> **What the task requires**
Lay out the items below as a Markdown table with the columns "Row" and "Line". Start at the line containing "Where can you spot the tower" and run through the end of the items, with both ends included. Number the rows and leave out blank lines.

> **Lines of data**
━━━━━━━━━━━━━━━━
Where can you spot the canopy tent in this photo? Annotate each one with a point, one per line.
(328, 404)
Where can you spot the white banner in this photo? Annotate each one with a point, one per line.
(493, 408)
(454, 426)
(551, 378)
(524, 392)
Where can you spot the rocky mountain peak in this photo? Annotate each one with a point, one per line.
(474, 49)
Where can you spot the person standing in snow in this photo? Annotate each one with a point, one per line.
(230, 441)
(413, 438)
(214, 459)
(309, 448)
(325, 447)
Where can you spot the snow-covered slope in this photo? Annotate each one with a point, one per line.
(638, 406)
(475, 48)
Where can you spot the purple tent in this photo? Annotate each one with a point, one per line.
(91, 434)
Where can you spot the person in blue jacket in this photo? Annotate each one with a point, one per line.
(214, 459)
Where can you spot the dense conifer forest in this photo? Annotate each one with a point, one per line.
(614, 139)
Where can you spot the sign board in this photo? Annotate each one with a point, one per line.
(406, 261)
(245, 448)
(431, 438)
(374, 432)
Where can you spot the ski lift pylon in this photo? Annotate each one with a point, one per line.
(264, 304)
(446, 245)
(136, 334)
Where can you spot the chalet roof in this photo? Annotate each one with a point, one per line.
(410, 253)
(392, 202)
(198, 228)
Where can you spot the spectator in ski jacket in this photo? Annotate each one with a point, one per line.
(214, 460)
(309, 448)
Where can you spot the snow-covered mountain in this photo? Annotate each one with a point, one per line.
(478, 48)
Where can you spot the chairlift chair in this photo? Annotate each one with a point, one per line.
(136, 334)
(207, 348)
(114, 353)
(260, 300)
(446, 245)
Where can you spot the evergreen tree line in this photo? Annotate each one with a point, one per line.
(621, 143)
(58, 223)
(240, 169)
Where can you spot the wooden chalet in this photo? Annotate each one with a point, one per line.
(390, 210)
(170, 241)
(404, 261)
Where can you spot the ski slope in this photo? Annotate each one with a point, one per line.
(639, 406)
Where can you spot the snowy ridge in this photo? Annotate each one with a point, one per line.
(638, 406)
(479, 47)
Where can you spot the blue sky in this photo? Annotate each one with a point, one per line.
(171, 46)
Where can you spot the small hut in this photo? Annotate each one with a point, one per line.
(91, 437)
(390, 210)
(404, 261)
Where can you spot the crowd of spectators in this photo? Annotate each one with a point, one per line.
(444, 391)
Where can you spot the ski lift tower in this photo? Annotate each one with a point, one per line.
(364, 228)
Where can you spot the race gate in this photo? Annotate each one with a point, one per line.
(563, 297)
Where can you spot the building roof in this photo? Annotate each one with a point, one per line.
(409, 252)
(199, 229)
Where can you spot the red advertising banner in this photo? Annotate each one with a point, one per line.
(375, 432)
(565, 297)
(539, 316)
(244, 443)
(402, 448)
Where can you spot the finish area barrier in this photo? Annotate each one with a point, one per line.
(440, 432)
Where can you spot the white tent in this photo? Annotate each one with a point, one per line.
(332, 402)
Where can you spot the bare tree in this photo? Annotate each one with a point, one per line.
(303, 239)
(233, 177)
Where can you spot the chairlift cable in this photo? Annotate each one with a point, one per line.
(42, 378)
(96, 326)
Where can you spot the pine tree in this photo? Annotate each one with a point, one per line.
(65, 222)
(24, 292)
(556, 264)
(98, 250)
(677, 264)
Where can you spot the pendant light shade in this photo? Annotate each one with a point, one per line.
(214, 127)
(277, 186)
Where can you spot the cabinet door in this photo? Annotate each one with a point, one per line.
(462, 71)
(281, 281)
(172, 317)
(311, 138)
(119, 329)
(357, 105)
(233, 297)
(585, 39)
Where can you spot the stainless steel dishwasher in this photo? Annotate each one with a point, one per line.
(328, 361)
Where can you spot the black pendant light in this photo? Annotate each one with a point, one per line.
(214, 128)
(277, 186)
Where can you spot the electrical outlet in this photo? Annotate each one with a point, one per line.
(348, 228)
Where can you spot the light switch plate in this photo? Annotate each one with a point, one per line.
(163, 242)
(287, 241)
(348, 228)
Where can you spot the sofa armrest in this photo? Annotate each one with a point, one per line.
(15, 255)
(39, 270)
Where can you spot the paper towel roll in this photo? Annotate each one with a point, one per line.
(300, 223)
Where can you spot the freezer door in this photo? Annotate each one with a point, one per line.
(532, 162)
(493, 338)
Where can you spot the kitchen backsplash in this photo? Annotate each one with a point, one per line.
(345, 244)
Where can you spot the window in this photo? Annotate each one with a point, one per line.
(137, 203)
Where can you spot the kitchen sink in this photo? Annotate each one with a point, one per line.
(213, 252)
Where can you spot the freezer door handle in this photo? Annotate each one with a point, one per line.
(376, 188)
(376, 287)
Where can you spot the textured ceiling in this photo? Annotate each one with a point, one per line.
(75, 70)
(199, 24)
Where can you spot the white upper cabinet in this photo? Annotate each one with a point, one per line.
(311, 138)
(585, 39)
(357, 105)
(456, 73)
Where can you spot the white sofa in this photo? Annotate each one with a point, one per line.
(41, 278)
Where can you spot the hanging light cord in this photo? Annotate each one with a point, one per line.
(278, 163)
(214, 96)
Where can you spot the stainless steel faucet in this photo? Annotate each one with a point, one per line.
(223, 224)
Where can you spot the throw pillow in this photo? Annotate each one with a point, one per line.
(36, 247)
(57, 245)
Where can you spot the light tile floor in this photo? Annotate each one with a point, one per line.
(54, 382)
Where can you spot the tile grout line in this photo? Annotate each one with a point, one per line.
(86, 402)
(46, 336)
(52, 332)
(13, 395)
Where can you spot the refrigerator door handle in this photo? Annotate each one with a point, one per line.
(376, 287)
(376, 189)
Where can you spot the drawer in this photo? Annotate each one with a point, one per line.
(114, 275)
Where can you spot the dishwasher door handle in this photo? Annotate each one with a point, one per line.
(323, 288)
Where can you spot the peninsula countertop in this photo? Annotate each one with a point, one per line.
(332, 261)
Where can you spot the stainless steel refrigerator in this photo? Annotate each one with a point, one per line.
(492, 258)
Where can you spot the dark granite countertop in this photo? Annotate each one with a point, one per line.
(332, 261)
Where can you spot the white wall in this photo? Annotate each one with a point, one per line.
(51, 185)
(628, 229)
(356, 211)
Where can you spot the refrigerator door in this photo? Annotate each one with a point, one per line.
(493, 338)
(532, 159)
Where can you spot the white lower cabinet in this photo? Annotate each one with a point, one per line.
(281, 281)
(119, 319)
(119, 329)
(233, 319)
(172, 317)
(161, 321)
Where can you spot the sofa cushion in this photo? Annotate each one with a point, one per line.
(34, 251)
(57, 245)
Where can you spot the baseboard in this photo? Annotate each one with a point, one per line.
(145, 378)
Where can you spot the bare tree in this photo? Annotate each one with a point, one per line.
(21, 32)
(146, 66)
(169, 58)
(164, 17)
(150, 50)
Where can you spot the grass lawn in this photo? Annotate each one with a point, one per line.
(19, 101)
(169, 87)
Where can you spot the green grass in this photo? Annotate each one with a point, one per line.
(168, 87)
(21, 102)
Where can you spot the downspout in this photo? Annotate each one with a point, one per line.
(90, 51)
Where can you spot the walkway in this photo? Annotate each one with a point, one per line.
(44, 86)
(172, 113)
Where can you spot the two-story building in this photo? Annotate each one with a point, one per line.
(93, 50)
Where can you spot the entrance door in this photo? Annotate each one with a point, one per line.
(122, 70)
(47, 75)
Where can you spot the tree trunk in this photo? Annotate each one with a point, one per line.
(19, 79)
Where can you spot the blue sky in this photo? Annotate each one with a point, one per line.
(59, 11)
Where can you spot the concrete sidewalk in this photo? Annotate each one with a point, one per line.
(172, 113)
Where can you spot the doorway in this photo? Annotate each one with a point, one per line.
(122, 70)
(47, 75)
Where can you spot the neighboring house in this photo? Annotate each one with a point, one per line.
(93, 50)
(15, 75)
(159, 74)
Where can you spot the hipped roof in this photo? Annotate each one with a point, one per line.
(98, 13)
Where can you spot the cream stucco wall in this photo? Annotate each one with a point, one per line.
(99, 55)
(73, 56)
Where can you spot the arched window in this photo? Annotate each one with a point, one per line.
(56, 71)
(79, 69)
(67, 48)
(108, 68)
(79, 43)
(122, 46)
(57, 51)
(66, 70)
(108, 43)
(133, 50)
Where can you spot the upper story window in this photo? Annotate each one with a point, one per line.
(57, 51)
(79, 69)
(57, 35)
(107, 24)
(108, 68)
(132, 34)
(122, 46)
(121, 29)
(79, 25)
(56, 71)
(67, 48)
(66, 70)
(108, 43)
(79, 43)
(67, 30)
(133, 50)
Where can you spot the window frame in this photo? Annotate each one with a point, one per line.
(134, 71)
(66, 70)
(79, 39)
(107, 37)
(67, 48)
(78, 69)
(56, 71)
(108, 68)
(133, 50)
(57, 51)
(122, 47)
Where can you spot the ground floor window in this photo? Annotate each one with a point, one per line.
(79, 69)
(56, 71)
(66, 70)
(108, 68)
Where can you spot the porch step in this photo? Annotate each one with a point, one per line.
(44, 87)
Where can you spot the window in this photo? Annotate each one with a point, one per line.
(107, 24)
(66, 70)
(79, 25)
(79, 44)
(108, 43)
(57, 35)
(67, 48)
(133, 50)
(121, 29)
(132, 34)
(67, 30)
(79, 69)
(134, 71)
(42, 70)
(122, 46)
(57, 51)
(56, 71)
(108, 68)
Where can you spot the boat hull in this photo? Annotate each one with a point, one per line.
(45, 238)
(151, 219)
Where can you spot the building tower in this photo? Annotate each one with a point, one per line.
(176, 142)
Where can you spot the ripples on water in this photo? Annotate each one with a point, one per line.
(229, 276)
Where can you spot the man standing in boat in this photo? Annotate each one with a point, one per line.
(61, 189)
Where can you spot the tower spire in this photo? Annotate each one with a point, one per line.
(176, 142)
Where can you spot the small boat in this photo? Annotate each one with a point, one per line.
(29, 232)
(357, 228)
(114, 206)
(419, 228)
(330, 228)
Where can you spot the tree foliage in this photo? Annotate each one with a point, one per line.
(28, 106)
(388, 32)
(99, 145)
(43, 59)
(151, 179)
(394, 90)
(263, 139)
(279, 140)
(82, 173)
━━━━━━━━━━━━━━━━
> **Reply**
| Row | Line |
|---|---|
| 1 | Where can you spot the tower spire in this photo? Annotate each one with a point, one per line. |
| 2 | (176, 142) |
| 3 | Where can you spot the small boat in this photo? Annotate each one with a point, one per line. |
| 4 | (29, 232) |
| 5 | (357, 228) |
| 6 | (114, 206) |
| 7 | (419, 228) |
| 8 | (330, 228) |
| 9 | Where can you spot the tree foliage in this photo? Annotate each one with a point, one per line. |
| 10 | (28, 106) |
| 11 | (388, 32) |
| 12 | (99, 145) |
| 13 | (43, 59) |
| 14 | (151, 179) |
| 15 | (394, 90) |
| 16 | (263, 139) |
| 17 | (279, 140) |
| 18 | (82, 173) |